PROBLEM DESCRIPTION
Copy down the listing below exactly, please, including every line.

EXTRACTED RECORDS

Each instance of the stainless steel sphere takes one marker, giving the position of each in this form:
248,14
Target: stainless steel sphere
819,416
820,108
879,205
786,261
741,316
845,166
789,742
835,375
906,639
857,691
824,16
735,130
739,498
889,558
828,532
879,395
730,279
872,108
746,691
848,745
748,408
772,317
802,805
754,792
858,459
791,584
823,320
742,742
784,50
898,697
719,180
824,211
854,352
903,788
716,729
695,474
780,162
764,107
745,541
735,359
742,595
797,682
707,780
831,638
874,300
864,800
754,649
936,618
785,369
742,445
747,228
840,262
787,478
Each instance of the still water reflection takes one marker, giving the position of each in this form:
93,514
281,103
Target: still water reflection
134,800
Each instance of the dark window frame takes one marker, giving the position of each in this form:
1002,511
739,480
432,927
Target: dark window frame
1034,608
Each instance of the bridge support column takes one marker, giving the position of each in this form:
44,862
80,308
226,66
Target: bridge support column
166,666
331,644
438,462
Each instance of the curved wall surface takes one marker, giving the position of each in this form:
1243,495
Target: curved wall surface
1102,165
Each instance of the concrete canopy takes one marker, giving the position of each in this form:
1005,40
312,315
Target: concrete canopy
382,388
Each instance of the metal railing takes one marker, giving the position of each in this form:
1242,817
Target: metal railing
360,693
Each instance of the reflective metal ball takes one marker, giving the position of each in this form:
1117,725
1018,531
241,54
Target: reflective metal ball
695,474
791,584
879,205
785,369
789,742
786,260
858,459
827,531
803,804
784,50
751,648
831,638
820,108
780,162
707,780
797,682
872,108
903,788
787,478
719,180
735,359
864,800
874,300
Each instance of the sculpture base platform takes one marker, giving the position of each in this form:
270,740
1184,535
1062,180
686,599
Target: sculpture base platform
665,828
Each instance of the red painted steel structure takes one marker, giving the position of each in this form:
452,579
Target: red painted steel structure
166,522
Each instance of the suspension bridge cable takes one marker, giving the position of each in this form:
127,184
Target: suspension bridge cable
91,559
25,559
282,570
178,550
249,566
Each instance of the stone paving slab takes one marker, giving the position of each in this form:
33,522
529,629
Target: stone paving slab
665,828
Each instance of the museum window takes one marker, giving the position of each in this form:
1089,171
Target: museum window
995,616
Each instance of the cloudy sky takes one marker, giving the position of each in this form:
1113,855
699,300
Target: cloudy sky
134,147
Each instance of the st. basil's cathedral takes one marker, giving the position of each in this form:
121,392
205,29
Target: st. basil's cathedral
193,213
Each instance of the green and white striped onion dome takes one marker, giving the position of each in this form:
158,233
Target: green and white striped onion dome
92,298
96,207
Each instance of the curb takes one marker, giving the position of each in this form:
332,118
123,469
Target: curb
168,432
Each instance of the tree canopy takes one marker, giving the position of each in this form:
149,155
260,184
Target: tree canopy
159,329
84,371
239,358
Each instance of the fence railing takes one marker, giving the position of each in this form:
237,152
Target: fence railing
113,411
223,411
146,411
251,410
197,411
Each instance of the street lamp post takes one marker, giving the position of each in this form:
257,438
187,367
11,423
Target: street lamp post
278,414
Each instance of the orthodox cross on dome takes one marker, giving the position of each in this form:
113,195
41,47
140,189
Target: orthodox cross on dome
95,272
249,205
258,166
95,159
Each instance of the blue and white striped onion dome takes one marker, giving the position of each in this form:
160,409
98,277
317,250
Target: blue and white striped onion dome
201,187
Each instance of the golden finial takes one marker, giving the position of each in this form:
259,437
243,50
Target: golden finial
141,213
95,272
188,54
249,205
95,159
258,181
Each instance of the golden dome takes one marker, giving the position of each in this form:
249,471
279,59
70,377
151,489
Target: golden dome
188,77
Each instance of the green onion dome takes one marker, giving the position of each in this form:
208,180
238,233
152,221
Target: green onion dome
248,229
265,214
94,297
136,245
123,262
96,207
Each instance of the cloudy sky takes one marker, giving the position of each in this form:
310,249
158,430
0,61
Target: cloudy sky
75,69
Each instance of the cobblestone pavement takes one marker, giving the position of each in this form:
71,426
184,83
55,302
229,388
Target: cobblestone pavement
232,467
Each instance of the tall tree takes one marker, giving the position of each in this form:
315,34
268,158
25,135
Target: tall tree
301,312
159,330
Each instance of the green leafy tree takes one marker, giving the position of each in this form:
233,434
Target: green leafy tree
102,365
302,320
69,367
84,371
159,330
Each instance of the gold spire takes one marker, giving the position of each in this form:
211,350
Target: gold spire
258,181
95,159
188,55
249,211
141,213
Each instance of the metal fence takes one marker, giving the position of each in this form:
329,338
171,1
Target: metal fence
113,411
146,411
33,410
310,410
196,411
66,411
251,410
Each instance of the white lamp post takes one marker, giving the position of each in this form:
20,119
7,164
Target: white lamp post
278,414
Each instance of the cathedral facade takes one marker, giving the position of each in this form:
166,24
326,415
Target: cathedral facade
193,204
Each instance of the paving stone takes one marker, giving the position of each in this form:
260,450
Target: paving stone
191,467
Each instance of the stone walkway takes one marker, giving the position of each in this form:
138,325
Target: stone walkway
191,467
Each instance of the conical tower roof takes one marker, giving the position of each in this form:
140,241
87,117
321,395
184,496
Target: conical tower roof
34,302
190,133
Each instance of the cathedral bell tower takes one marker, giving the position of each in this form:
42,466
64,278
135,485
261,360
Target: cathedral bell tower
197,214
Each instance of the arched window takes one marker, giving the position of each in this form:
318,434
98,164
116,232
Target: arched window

WORKED SOLUTION
Each instance of the stainless steel sphere takes one marker, giving the position of each in this form:
248,14
Target: stainless steel sphere
819,416
820,108
879,205
786,261
741,316
845,166
789,742
835,375
906,639
857,691
824,16
735,130
739,498
889,558
828,532
879,395
730,279
872,108
746,691
848,745
748,408
772,317
802,805
754,792
858,459
791,584
823,320
742,742
784,50
898,697
719,180
824,211
854,352
903,788
716,729
695,474
780,162
764,107
745,541
735,359
742,595
797,682
707,780
831,638
874,300
864,800
754,649
936,618
785,369
742,445
747,228
840,262
787,478
Each instance of the still water reflection takes one marker, giving the position of each in this form:
93,514
281,103
Target: still water reflection
134,800
Each instance of the dark window frame takes one marker, giving the position of each in this form:
1002,511
739,480
432,927
Target: dark window frame
1034,608
Each instance of the bridge support column takes one marker, giving the position of each in this form:
44,862
80,308
226,66
Target: bridge support column
166,666
331,644
438,462
Each instance of the curved wall surface takes one marker, giving the position of each in this form:
1243,495
Target: curved wall surface
1102,165
Each instance of the concrete canopy takes one marker, giving the position of each in this form:
1005,40
312,315
Target: concrete canopy
382,388
Each instance of the metal railing takes one marker, giving the position of each in this form:
1242,817
Target: metal railing
360,693
Each instance of the reflective metal ball takes one marker, giving the position of each in this form:
1117,725
1018,531
241,54
Target: reflective metal ball
695,474
791,584
879,205
785,369
789,742
786,260
858,459
827,531
803,804
784,50
751,648
831,638
820,108
780,162
707,780
797,682
872,108
903,788
787,478
719,180
735,359
864,800
874,300
Each instance of the sculpture base platform takes one marker, giving the position of each in this form:
270,740
1184,535
1062,180
686,599
Target: sculpture base platform
665,828
Each instance of the red painted steel structure takes one marker, giving the position of each in this form:
452,579
Target: red painted steel structure
166,522
Each instance of the suspension bridge cable takes one marker, giving the position of each in this form:
127,184
Target: suspension bridge cable
91,559
25,559
282,570
178,550
249,566
Each instance of the stone paving slab takes one marker, giving the position of each in this form:
33,522
529,629
Target: stone paving slab
665,828
Each instance of the museum window takes one marker, giving the position of each in this form:
1089,171
Target: museum window
995,616
Each instance of the cloudy sky takes one marker, giving the position of each in this form:
1113,855
699,300
Target: cloudy sky
134,147
Each instance of the st. basil's cathedral takes one marker, giving the position of each in this form:
121,392
205,29
Target: st. basil's cathedral
193,213
Each instance of the green and white striped onion dome takes one marker, giving the position of each in this form:
158,233
Target: green and white striped onion dome
92,298
96,207
Each instance of the curb takes one marker, giving the position of each in this form:
332,118
123,469
Target: curb
168,432
Each instance of the tree canopy takes one marker, giving the position of each in this form:
149,155
260,184
Target: tree canopy
159,329
84,371
239,358
Each instance of the fence railing takes one marker, giving the position of each in this form:
237,152
Target: fence railing
113,411
223,411
146,411
251,410
197,411
Each instance of the street lamp post takes one marker, giving the position of each in this form:
257,438
187,367
11,423
Target: street lamp post
278,414
Each instance of the orthodox cross on dome takes one marker, giving the position of each in this form:
113,195
41,47
140,189
Target: orthodox cross on dome
95,272
249,205
258,166
95,159
Each instance of the blue and white striped onion dome takes one marker, giving the position of each in this form:
160,409
98,277
317,250
Target: blue and white striped onion dome
201,187
Each instance of the golden finial takes one marker, giving the position of each in this form:
259,437
243,50
Target: golden finial
141,213
95,272
188,54
249,205
95,159
258,181
Each instance of the golden dome takes one marker, giving the position of each in this form:
249,471
279,59
70,377
151,489
Target: golden dome
188,77
Each instance of the green onion dome takes one marker, giving the position of each in this form:
208,180
238,233
152,221
Target: green onion dome
248,229
265,214
94,297
136,245
123,262
96,207
Each instance of the cloudy sky takes one marker, giving the position of each in this form:
310,249
158,430
0,61
Target: cloudy sky
75,69
Each instance of the cobblestone pavement takes one marker, giving the position of each in this form:
71,426
184,83
55,302
229,388
Target: cobblestone pavement
232,467
Each instance of the tall tree takes one marker, giving the position of each in this form:
315,34
268,158
25,135
Target: tall tree
301,312
159,330
Each instance of the green leafy tree takes one marker, giving the position of each in this form:
233,434
Target: green leafy tree
102,365
302,320
69,367
84,371
159,330
Each instance of the gold spire takes one marker, giving the position of each in this form:
211,350
Target: gold spire
258,181
95,159
188,55
249,211
141,213
Each instance of the metal fence takes one marker, giving the position of each in this form:
329,338
171,1
Target: metal fence
113,411
146,411
33,410
310,410
196,411
66,411
251,410
Each instance of the white lamp post takes one marker, giving the position of each in this form:
20,119
7,164
Target: white lamp post
278,414
Each instance of the cathedral facade takes one marker, giving the position of each in this form:
166,24
326,415
Target: cathedral facade
193,204
Each instance of the paving stone takes one marker, giving the position of each in this form:
260,450
Target: paving stone
191,467
Each instance of the stone walkway takes one marker, giving the position of each in this form:
138,325
Target: stone walkway
191,467
Each instance of the conical tower roof takes one marker, giving the position of each in this form:
140,241
87,117
321,395
184,496
Target: conical tower roof
34,302
190,133
Each instance of the cathedral bell tower takes one marker, giving the position of each in this form:
42,466
64,278
135,485
261,360
Target: cathedral bell tower
197,214
Each instance of the arched window takes one marker, giving the position of each in this form:
318,434
98,164
116,232
Target: arched window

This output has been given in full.